* [Instructions to follow]:
Please copy the stretch of the end-of-life planning resolution below from "WHEREAS, in 2016" through "physician-assisted peaceful transition.", word for word.

* [Supplied text]:
WHEREAS, just 13% of African Americans have a living will in place compared with 32% of White Americans and a will is a written document - signed and witnessed - that indicates how your belongings and assets will be distributed at the time of your death, while a trust is a fiduciary arrangement that allows a third party, or trustee, to hold assets on behalf of a beneficiary or beneficiaries; and


WHEREAS, we must all research, plan and understand financial planning, as African Americans are less likely to purchase long-term care insurance, term life insurance, whole-life insurance, disability insurance and homeowners insurance, or to complete estate planning to distribute assets how we want and to avoid probate court, or invest in retirement security to live comfortably; and


WHEREAS, being equipped with treatment-option information and illness-specific questions for medical professionals during appointments can empower our community to advocate for ourselves; and


WHEREAS, in 2011 the National Center for Health Statistics reported that only 35% of African Americans have completed advance directives and identified a power of attorney compared with 70% of their White peers; and


WHEREAS, advance healthcare directives are state-specific free legal documents to choose medical treatment options in case one is unable to make decisions because of illness or infirmity and to appoint a healthcare proxy to speak on one's behalf; and


WHEREAS, palliative care is a compassionate interdisciplinary approach (doctors, nurses, faith leaders, other medical professionals) which provides specialized medical and nursing care for people with chronic and terminal illnesses. The ultimate goal is improving the quality of life for the patient and their support network by focusing on providing pain relief, and physical and mental stress support at all stages of illness; and


WHEREAS, according to the National Hospice and Palliative Care Association, only 8% of hospice users are African American, and hospice care is a health service that provides comfort care to patients, in-home or at a facility, in their final phase of illness or within six months of death. There is an emphasis on patient support and the entire spectrum of improved quality of life; and


WHEREAS, the Journal of the American Geriatrics Society found that there are end--of-life options that are also underutilized by African American patients, including palliative sedation, pursuing life-sustaining treatment, refusing/discontinuing life-sustaining treatment, medical aid in dying, voluntary stopping of eating and drinking (VSED) and life-extending options; and


WHEREAS, having an understanding of the entire spectrum of care options as well as after-life directives such as will and trusts is critical in order to make informed healthcare decisions, from the refusal of treatment to aggressive treatment options; and


WHEREAS, in 2013, the NAACP passed a resolution recognizing the importance of planning and putting into writing one's intentions regarding one's property and encouraging all individuals to develop estate planning including wills or trusts that protect the integrity of their property; and


WHEREAS, African Americans are less likely to pre-plan for the eventual costs and details about services and according to the Federal Trade Commission the costs associated with end of life services, such as funeral, memorial, burial, and cremation, are high and ever rising; and


WHEREAS, in order to address final costs concerns, it is imperative for African Americans to research and obtain: life insurance, payable-on-death account, veterans benefits, burial insurance, and funeral trust plans; and


WHEREAS, in 2016 the NAACP passed a resolution on the importance of being an organ donor and acknowledges National Organ Donation Day.


THEREFORE, BE IT RESOLVED, that the NAACP advocates that families educate themselves on all aspects of end-of-life planning including advance healthcare directives, healthcare proxies, organ donation, wills, trusts, powers of attorney and end-of-life options such as hospice, palliative care and achieving a physician-assisted peaceful transition.


BE IT FURTHER RESOLVED, that the NAACP reaffirms both the 2016 organ donation and 2013 estate planning resolutions, encourages financial planning to ensure comfort during final days, supports completing advanced directives, recognizes the value of hospice and palliative care.

* [Listed entries]:
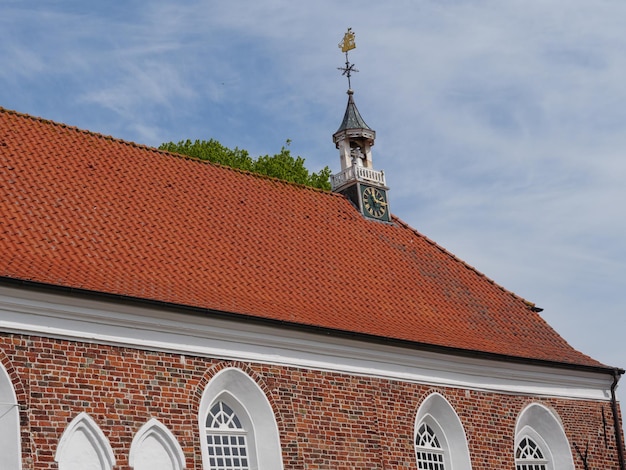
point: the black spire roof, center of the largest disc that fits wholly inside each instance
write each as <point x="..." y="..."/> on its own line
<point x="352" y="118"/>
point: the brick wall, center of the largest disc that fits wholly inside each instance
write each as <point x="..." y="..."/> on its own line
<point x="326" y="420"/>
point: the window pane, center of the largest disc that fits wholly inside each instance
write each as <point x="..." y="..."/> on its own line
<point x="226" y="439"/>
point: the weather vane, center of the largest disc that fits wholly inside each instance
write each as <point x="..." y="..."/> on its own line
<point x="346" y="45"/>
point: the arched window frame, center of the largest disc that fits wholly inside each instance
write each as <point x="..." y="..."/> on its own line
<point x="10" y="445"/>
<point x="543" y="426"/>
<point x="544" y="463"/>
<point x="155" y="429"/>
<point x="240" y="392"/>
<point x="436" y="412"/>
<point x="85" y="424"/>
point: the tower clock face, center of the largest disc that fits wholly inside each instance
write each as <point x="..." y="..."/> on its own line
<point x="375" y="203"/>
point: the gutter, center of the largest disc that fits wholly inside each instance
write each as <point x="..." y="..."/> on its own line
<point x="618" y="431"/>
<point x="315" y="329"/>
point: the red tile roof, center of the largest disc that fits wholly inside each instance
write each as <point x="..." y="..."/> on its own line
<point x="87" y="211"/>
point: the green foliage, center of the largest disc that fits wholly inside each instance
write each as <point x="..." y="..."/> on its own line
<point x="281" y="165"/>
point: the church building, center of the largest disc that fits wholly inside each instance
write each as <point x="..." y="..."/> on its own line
--
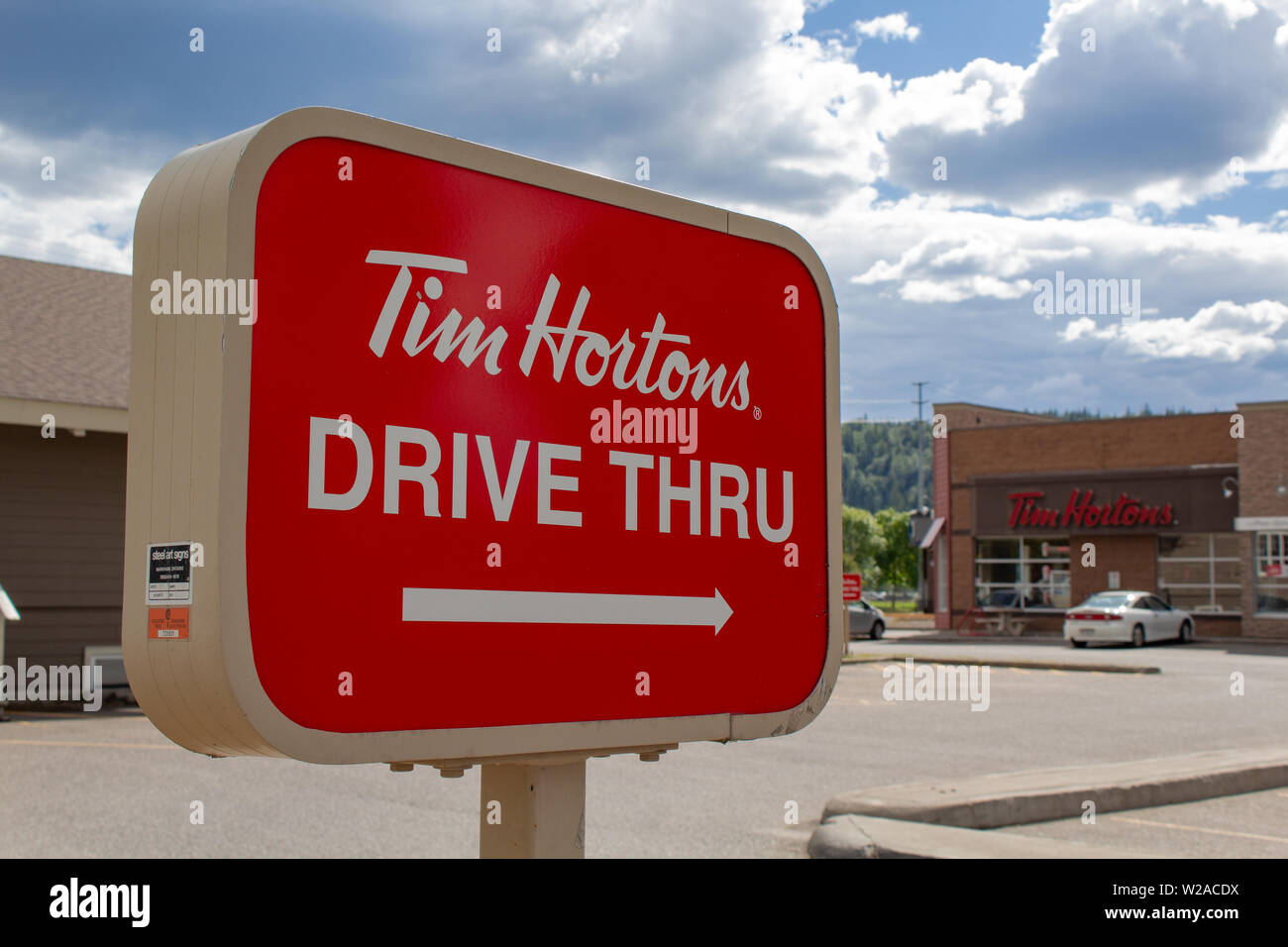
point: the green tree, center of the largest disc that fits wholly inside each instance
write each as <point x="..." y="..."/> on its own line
==
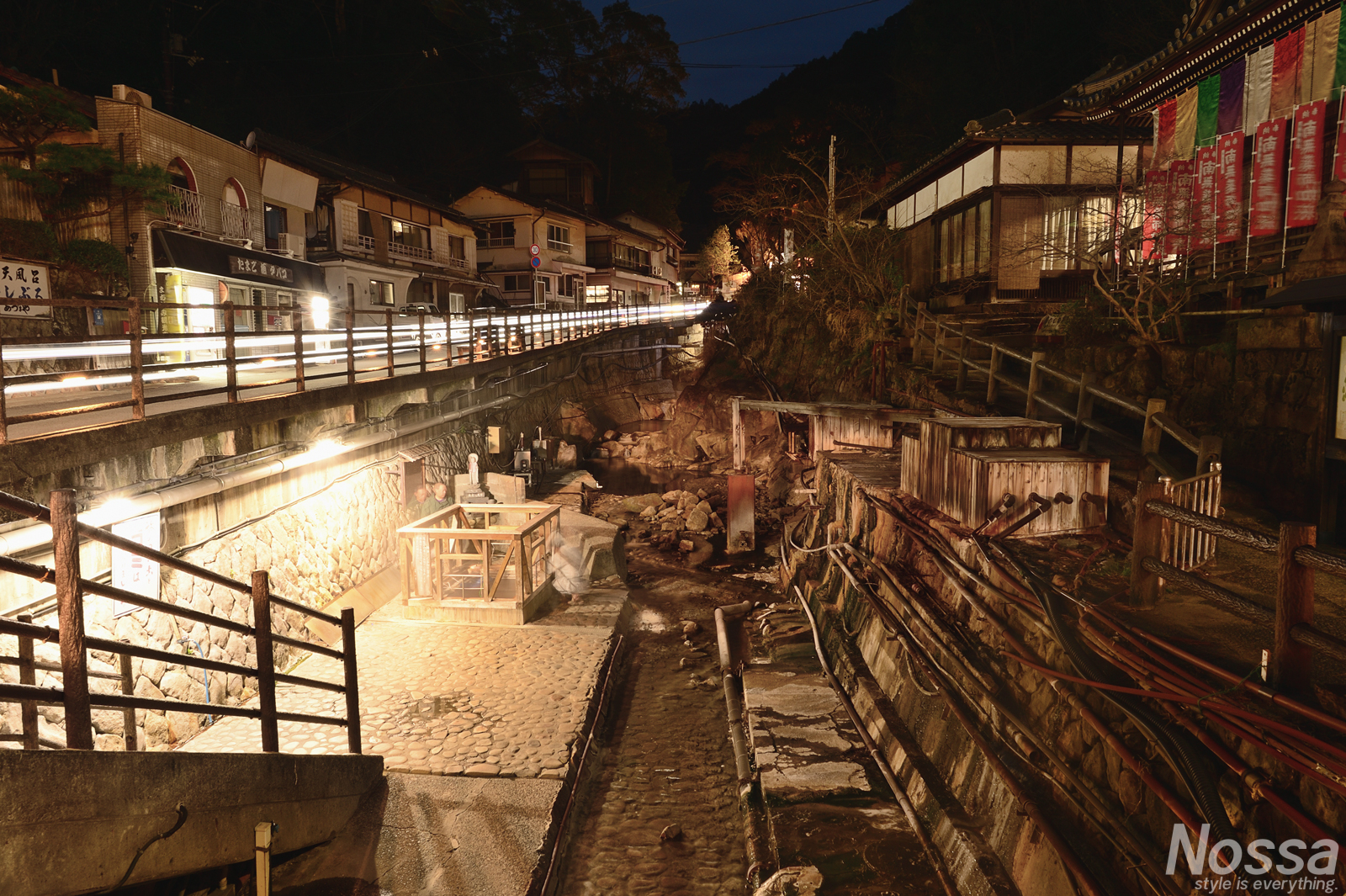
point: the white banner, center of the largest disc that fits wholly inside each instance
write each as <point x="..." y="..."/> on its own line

* [Written solution]:
WHEREAS, in 2016 the NAACP passed a resolution on the importance of being an organ donor and acknowledges National Organ Donation Day.


THEREFORE, BE IT RESOLVED, that the NAACP advocates that families educate themselves on all aspects of end-of-life planning including advance healthcare directives, healthcare proxies, organ donation, wills, trusts, powers of attorney and end-of-life options such as hospice, palliative care and achieving a physician-assisted peaceful transition.